- **Written request 1**
Repeat everything from "Certainly one of" down to "back into mine." in the book review, word for word.

- **Extract provided**
§
Friday, October 16, 2020

Hamnet: A Novel of the Plague, by Maggie O'Farrell

 

9780525657606
Knopf, 2020
300 pp

hardcover


"... I may run mad with it."

Certainly one of the most absorbing novels I've read this year, Hamnet paints such a moving picture of  loss, grief and pain that at certain  points I had to put the book down just to get out of Agnes' world and back into mine.  

The dustjacket blurb reveals only a brief glimpse into this story, concluding with the following:
"...a tender and unforgettable reimagining of a boy whose life has been all but forgotten, and whose name was given to one of the most celebrated plays of all time..."
The play, of course, is Shakespeare's Hamlet, written about "four years or so later" after the death of his son Hamnet.  As O'Farrell explains in a segment of NPR's All Things Considered,  
"spelling in -- of course, in Elizabethan times was a lot less stable, so Hamnet and Hamlet are, in fact, the same name name."
§
- **Data section**
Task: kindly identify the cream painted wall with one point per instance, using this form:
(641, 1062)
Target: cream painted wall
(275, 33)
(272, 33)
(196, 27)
§
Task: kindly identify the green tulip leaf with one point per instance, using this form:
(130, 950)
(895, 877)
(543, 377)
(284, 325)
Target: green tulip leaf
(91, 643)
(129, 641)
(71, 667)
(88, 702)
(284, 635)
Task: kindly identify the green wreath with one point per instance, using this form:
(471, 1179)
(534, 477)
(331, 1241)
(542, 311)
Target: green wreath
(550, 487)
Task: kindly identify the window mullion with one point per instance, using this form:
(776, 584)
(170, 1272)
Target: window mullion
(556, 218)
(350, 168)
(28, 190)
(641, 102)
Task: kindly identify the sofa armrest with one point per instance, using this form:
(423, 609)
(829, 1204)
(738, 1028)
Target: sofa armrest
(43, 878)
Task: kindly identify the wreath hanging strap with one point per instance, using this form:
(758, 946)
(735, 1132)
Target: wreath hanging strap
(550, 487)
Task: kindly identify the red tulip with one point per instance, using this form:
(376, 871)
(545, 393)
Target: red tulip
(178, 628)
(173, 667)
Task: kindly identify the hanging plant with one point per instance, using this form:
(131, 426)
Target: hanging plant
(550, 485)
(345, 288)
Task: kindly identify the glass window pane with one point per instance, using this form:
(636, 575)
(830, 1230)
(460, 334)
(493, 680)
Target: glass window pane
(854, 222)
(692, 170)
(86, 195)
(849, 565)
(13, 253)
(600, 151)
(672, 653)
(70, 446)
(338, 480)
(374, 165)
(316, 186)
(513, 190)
§
- **Written request 2**
Show every line of the records that contains the word "kindly", matching case exactly.

- **Expected output 1**
Certainly one of the most absorbing novels I've read this year, Hamnet paints such a moving picture of  loss, grief and pain that at certain  points I had to put the book down just to get out of Agnes' world and back into mine.

- **Expected output 2**
Task: kindly identify the cream painted wall with one point per instance, using this form:
Task: kindly identify the green tulip leaf with one point per instance, using this form:
Task: kindly identify the green wreath with one point per instance, using this form:
Task: kindly identify the window mullion with one point per instance, using this form:
Task: kindly identify the sofa armrest with one point per instance, using this form:
Task: kindly identify the wreath hanging strap with one point per instance, using this form:
Task: kindly identify the red tulip with one point per instance, using this form:
Task: kindly identify the hanging plant with one point per instance, using this form:
Task: kindly identify the glass window pane with one point per instance, using this form:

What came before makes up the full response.